Stated problem 1:
According to the video dataset introduction, how many videos make up the Vimeo Creative Commons Collection (V3C)?

Text section:
--------------------

1 Introduction

Over recent years, video has become a significant portion of the overall data which populates the web. This has been due to the fact that the production and distribution of video has shifted from a complex and costly endeavor to something accessible to everybody with a smart phone or similar device and a connection to the internet. This growth of content enabled new possibilities in various research areas which are able to make use of it. Despite the access to such large amounts of data, there remains a need for standardized datasets for computer vision and multimedia tasks. Multiple such datasets have been proposed over the years. A prominent example of a video dataset is the IACC [5] which has been used for several years now for international evaluation campaigns such as TRECVid [2]. Other examples of datasets in the video context include the YFCC100M [8] which, despite being sourced from the photo-sharing platform FlickrFootnote 1, contains a considerable amount of video material, the Movie Memorability Database [4] which is comprised of memorable sequences from 100 Hollywood-quality movies or the YouTube-8M [1] dataset which in contrast, despite being sourced from YouTubeFootnote 2, does not contain the original videos themselves. The content of all of these collections does, however, differ substantially from the type of web video commonly found ‘in the wild’ [7].

In this paper, we present the Vimeo Creative Commons Collection or V3C for short. It is composed of 28’450 videos collected from the video sharing platform VimeoFootnote 3. Apart from the videos themselves, the collection includes meta and shot-segmentation data for each video, together with the resulting keyframes in original as well as reduced resolution. The objective of V3C is to eventually complement or even replace existing collections in real-world video retrieval evaluation campaigns and thus to tailor the latter more to the type of video that can be found on the Internet.

--------------------

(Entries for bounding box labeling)
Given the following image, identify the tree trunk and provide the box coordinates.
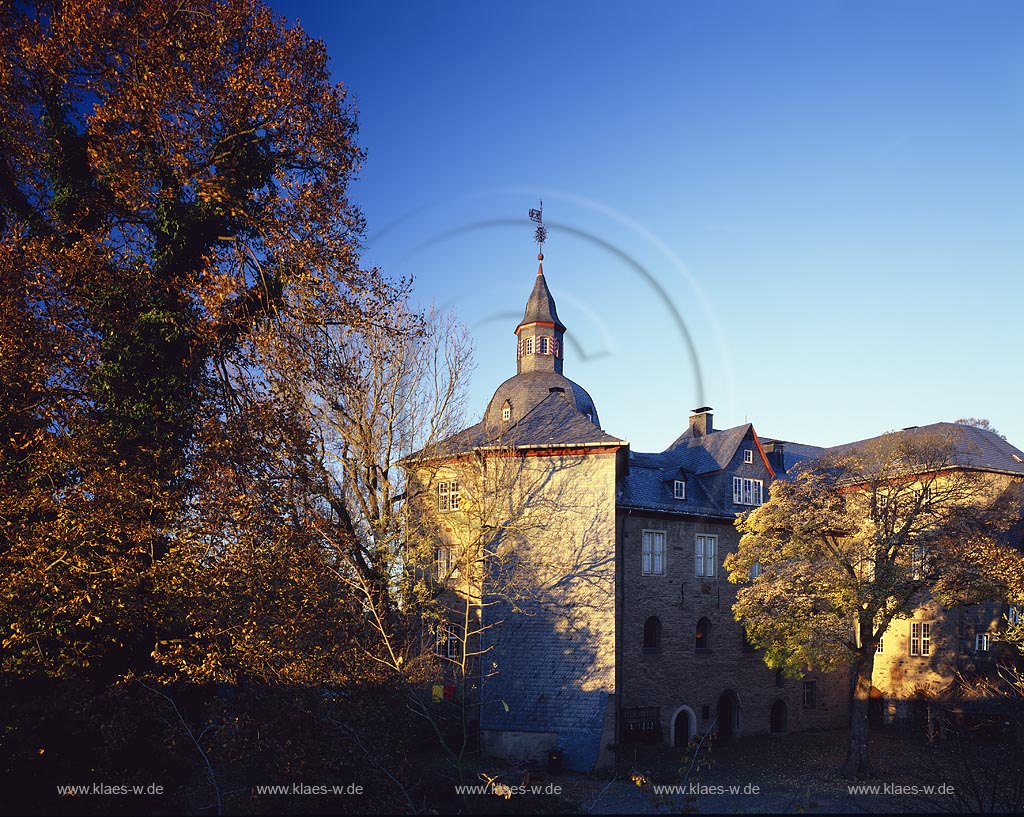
[840,645,874,780]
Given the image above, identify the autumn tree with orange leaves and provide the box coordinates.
[725,426,1024,779]
[0,0,440,808]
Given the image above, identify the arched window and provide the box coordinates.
[643,615,662,650]
[696,617,711,650]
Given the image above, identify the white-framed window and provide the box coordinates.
[732,477,764,505]
[434,621,461,660]
[437,479,459,513]
[693,616,711,652]
[910,621,932,655]
[643,615,662,650]
[641,530,665,575]
[693,533,718,576]
[434,546,455,578]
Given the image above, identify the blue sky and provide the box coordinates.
[273,0,1024,450]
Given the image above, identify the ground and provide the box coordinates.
[450,730,1024,814]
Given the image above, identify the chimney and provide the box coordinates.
[690,405,715,437]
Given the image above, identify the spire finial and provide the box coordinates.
[529,199,548,262]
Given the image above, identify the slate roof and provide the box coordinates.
[615,454,733,518]
[483,370,601,426]
[826,423,1024,476]
[516,264,565,332]
[615,423,753,519]
[663,423,753,474]
[411,384,627,459]
[761,437,825,478]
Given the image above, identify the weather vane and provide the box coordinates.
[529,199,548,258]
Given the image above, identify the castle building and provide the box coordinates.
[411,254,1016,770]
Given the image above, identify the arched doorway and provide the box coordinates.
[770,698,788,735]
[718,689,739,740]
[669,706,697,748]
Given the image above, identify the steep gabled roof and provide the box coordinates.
[615,454,733,518]
[663,423,771,474]
[615,423,774,519]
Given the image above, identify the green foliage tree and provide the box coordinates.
[725,431,1022,778]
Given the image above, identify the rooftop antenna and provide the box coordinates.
[529,199,548,261]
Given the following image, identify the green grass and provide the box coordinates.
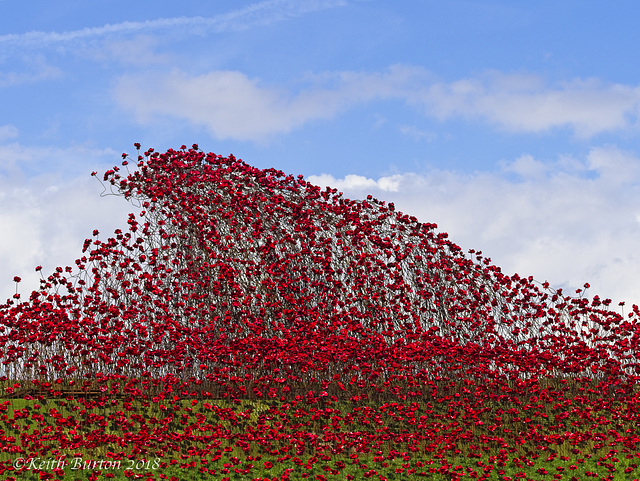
[0,392,640,480]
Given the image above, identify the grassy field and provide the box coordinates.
[0,378,640,481]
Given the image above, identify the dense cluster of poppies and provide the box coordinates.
[0,144,640,476]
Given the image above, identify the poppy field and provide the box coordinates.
[0,144,640,481]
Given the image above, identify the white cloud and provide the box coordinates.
[308,146,640,303]
[0,144,138,303]
[115,65,640,141]
[413,72,640,137]
[114,66,424,141]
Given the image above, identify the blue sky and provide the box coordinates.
[0,0,640,303]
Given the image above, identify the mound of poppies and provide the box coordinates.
[0,144,640,397]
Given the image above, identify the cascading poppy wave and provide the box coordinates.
[0,143,638,390]
[0,144,640,476]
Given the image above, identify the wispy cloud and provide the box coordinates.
[114,66,424,141]
[307,146,640,303]
[115,65,640,141]
[413,72,640,138]
[0,0,347,48]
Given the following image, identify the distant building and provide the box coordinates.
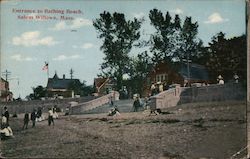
[94,78,114,95]
[0,78,13,101]
[46,73,81,97]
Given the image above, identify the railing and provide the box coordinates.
[70,91,119,114]
[150,83,246,109]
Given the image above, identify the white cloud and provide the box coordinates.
[133,12,145,19]
[10,54,36,61]
[53,54,80,61]
[170,8,183,14]
[52,21,67,31]
[12,31,57,47]
[49,18,92,31]
[204,12,229,24]
[70,18,92,29]
[81,43,94,49]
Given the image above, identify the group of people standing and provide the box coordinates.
[150,82,168,96]
[23,107,58,129]
[0,107,13,139]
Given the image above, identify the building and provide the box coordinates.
[0,78,13,101]
[94,78,114,95]
[144,62,210,95]
[46,73,81,97]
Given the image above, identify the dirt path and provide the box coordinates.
[1,102,246,159]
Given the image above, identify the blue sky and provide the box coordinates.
[1,0,246,98]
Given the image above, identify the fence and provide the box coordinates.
[0,96,97,114]
[70,91,119,114]
[151,83,246,108]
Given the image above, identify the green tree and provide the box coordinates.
[178,17,203,62]
[206,32,247,80]
[29,85,47,100]
[93,11,142,90]
[128,51,153,94]
[149,9,173,63]
[68,80,83,95]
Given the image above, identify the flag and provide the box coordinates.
[43,62,49,71]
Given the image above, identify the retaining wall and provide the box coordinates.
[0,96,97,114]
[150,83,246,108]
[70,91,119,114]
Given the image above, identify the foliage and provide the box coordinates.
[29,85,47,100]
[128,51,153,94]
[93,11,142,90]
[206,32,247,80]
[149,9,203,63]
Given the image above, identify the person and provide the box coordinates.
[52,106,58,119]
[108,106,120,116]
[159,83,163,93]
[30,109,36,128]
[23,113,30,129]
[133,96,140,112]
[4,107,10,124]
[150,83,156,96]
[217,75,224,84]
[64,106,69,116]
[234,73,239,83]
[0,114,13,140]
[48,108,55,126]
[36,107,43,121]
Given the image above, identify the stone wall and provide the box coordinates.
[150,83,246,108]
[0,96,97,114]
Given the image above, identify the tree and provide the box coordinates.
[178,17,203,62]
[93,11,142,90]
[149,9,203,64]
[149,9,173,63]
[68,80,83,95]
[29,85,47,100]
[129,51,153,94]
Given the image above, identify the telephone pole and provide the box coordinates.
[2,69,11,102]
[2,70,11,81]
[70,68,74,79]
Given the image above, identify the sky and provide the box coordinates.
[0,0,246,98]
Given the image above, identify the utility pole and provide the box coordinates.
[2,70,11,81]
[9,78,21,98]
[2,69,11,102]
[70,68,74,79]
[183,56,192,80]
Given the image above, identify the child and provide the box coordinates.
[30,109,37,127]
[23,113,30,129]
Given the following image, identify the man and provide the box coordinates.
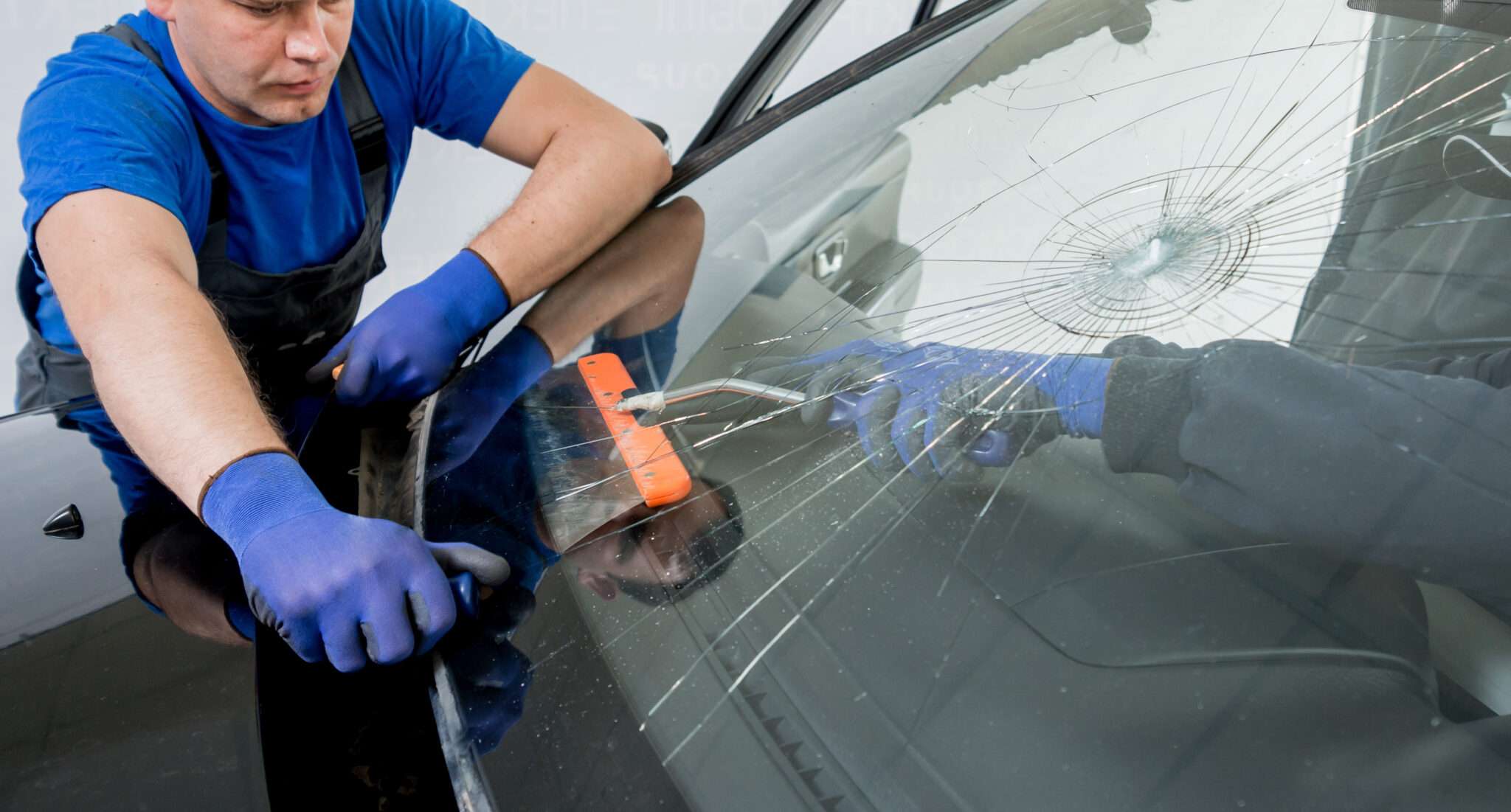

--------------------

Stated problem 2:
From the records, output the lines from the line with "Given the image above, identify the foliage" up to and including the line with "[149,9,203,63]" as a Markdown table with the columns Row and Line, numbering each line and skipping any blank lines.

Expected output 1:
28’450 videos

Expected output 2:
| Row | Line |
|---|---|
| 1 | Given the image above, identify the foliage and provide the box coordinates. |
| 2 | [29,85,47,100] |
| 3 | [128,51,153,94] |
| 4 | [93,11,142,90] |
| 5 | [206,32,247,80] |
| 6 | [149,9,203,63] |